Inspiration/Problem

When production incidents strike, DevOps and SRE teams face a critical time crunch. Engineers spend 30-60 minutes manually searching through thousands of log entries, correlating events across microservices, and piecing together what went wrong. This manual investigation process delays resolution, extends downtime, and frustrates both engineers and users.

The Solution

LogSleuth is an AI-powered incident investigation agent built with Elastic Agent Builder and Elasticsearch. It automates the entire investigation workflow, from initial alert to root cause analysis, reducing mean time to resolution (MTTR) from 30+ minutes to under 5 minutes.

- **Required task A**:
Using the LogSleuth description, decide whether each statement agrees with it: (i) LogSleuth is built with Elastic Agent Builder and Elasticsearch; (ii) engineers spend 10-20 minutes manually searching logs during incidents; (iii) LogSleuth brings mean time to resolution under 5 minutes. Answer yes or no for each and quote the words that decide it.
- **Required task B**:
Reproduce word for word the stretch of the LogSleuth description from "LogSleuth is an" through "under 5 minutes.".

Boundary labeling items
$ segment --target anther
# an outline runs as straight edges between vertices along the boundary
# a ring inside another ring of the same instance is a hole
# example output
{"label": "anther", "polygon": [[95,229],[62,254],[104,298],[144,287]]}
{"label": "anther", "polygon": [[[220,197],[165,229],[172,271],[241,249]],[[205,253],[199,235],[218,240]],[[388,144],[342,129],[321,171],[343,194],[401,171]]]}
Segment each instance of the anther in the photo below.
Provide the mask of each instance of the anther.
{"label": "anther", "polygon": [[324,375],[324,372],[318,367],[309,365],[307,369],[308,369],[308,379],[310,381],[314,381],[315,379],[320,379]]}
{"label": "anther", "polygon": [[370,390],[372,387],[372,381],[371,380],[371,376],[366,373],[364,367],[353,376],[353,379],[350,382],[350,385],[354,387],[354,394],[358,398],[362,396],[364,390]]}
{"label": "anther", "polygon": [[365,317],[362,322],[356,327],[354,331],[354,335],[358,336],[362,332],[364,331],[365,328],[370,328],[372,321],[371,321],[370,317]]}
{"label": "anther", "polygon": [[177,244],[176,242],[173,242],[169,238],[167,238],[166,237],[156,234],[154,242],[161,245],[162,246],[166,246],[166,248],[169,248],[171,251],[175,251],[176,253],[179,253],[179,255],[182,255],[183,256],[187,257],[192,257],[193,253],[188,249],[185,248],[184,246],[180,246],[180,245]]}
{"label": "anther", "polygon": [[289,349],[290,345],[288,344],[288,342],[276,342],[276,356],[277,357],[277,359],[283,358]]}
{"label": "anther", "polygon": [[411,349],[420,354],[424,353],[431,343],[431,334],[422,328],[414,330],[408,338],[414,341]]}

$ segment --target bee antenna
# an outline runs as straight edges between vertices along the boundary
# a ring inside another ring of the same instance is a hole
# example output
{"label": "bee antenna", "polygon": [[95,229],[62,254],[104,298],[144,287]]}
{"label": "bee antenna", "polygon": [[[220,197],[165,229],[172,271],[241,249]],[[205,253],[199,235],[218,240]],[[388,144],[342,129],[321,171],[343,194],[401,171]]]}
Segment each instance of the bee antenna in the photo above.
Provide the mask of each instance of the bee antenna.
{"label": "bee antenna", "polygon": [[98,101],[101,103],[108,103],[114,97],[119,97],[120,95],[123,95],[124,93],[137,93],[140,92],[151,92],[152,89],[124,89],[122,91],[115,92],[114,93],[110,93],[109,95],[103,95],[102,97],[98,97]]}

- **Full solution A**:
(i) Yes: "built with Elastic Agent Builder and Elasticsearch"
(ii) No: "Engineers spend 30-60 minutes manually searching through thousands of log entries"
(iii) Yes: "reducing mean time to resolution (MTTR) from 30+ minutes to under 5 minutes"

- **Full solution B**:
LogSleuth is an AI-powered incident investigation agent built with Elastic Agent Builder and Elasticsearch. It automates the entire investigation workflow, from initial alert to root cause analysis, reducing mean time to resolution (MTTR) from 30+ minutes to under 5 minutes.